§ **Stated problem**:
Return all of the material below verbatim, line for line, omitting the picture.

-- Data for this exercise start --

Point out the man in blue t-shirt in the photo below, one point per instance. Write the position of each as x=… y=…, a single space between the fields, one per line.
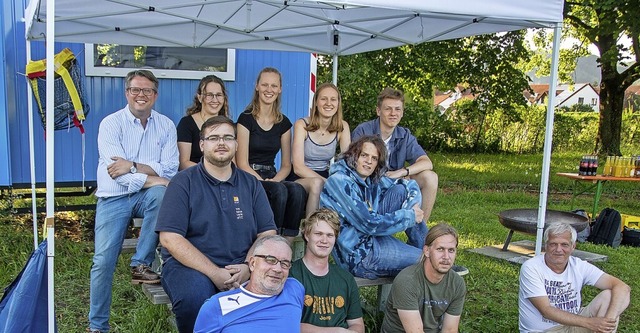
x=406 y=157
x=211 y=215
x=268 y=302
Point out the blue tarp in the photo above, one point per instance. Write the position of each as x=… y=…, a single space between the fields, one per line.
x=23 y=307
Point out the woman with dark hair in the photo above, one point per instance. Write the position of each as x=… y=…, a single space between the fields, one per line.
x=209 y=101
x=372 y=208
x=315 y=139
x=263 y=131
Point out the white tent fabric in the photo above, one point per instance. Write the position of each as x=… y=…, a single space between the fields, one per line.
x=328 y=27
x=337 y=27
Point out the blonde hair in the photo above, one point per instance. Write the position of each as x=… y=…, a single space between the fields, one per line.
x=322 y=214
x=254 y=106
x=314 y=118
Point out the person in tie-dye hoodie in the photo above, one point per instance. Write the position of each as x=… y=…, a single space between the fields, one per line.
x=372 y=208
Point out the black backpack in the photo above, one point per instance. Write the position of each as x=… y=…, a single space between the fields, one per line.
x=606 y=229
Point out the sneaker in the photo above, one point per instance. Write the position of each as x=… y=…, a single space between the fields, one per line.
x=461 y=270
x=144 y=274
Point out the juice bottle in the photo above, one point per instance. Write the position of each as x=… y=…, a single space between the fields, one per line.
x=606 y=171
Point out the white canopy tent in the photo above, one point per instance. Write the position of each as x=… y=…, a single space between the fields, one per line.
x=337 y=27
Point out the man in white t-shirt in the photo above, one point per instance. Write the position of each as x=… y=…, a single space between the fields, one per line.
x=551 y=284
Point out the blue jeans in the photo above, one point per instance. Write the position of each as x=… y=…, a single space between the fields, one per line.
x=287 y=201
x=113 y=215
x=390 y=255
x=187 y=289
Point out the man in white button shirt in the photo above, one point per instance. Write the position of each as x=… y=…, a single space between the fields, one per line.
x=138 y=156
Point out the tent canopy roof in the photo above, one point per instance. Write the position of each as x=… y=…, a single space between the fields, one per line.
x=337 y=27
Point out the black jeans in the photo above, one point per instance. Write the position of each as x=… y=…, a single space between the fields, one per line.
x=287 y=201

-- Data for this exercise end --

§ **Response to the task**:
Point out the man in blue t-shirt in the photo below, one point per instance. Write the position of each as x=… y=…, a single space between the fields, one per line.
x=406 y=157
x=211 y=215
x=268 y=302
Point out the blue tarp in the photo above, one point per instance. Write the position of each as x=… y=…, a single space between the fields, one per line.
x=23 y=307
Point out the woman with dark hair in the photo above, one point per instance. Write the position of each as x=… y=…, a single space between the fields, one per line.
x=209 y=101
x=372 y=208
x=315 y=139
x=263 y=131
Point out the white tent fabric in the photo above, one point per instance. Write the position of each as x=… y=…, a single space between the fields, one per line.
x=328 y=27
x=337 y=27
Point out the blonde hair in the photo above, one point per instance. Write the position of each as x=… y=…, a single space between the fields, one per line.
x=322 y=214
x=254 y=106
x=314 y=118
Point out the person in tie-dye hoodie in the photo above, one point per instance. Write the position of each as x=… y=…, a single space between the fields, one per line.
x=372 y=208
Point out the black backpack in the photo above, one point per instance. Write the position of each as x=… y=…, a single space between the fields, one per line.
x=606 y=229
Point out the sneaker in the photo above, one point per instance. Write the position of each as x=… y=…, a single space between the fields, one per line.
x=461 y=270
x=144 y=274
Point out the juice bottle in the photo above, one point per instance. Write the position of each as x=… y=…, a single space between the fields, one per line.
x=606 y=171
Point out the white canopy tent in the photo above, one point per instance. Write the position of each as x=… y=…, a single space between the fields, one per line.
x=337 y=27
Point out the man in white t-shirt in the photo above, one point per instance. Write the position of each as x=… y=…, a single space between the fields, one per line.
x=551 y=284
Point out the blue jeans in the photo above, one point per instance. Write the position of each as x=… y=…, a single space between the fields, one per line.
x=287 y=201
x=113 y=215
x=390 y=255
x=187 y=289
Point out the man in white button shirt in the photo above, one point per instance. Write the position of each as x=… y=…, a single space between the fields, one per line.
x=138 y=156
Point out the tent canopy roof in the photo above, one point per instance. Write the position of each as x=… y=…, a single space between the fields, one per line.
x=337 y=27
Point out the black jeans in the photo above, one point per instance. Write the position of each as x=… y=…, a single space between the fields, one per line.
x=287 y=201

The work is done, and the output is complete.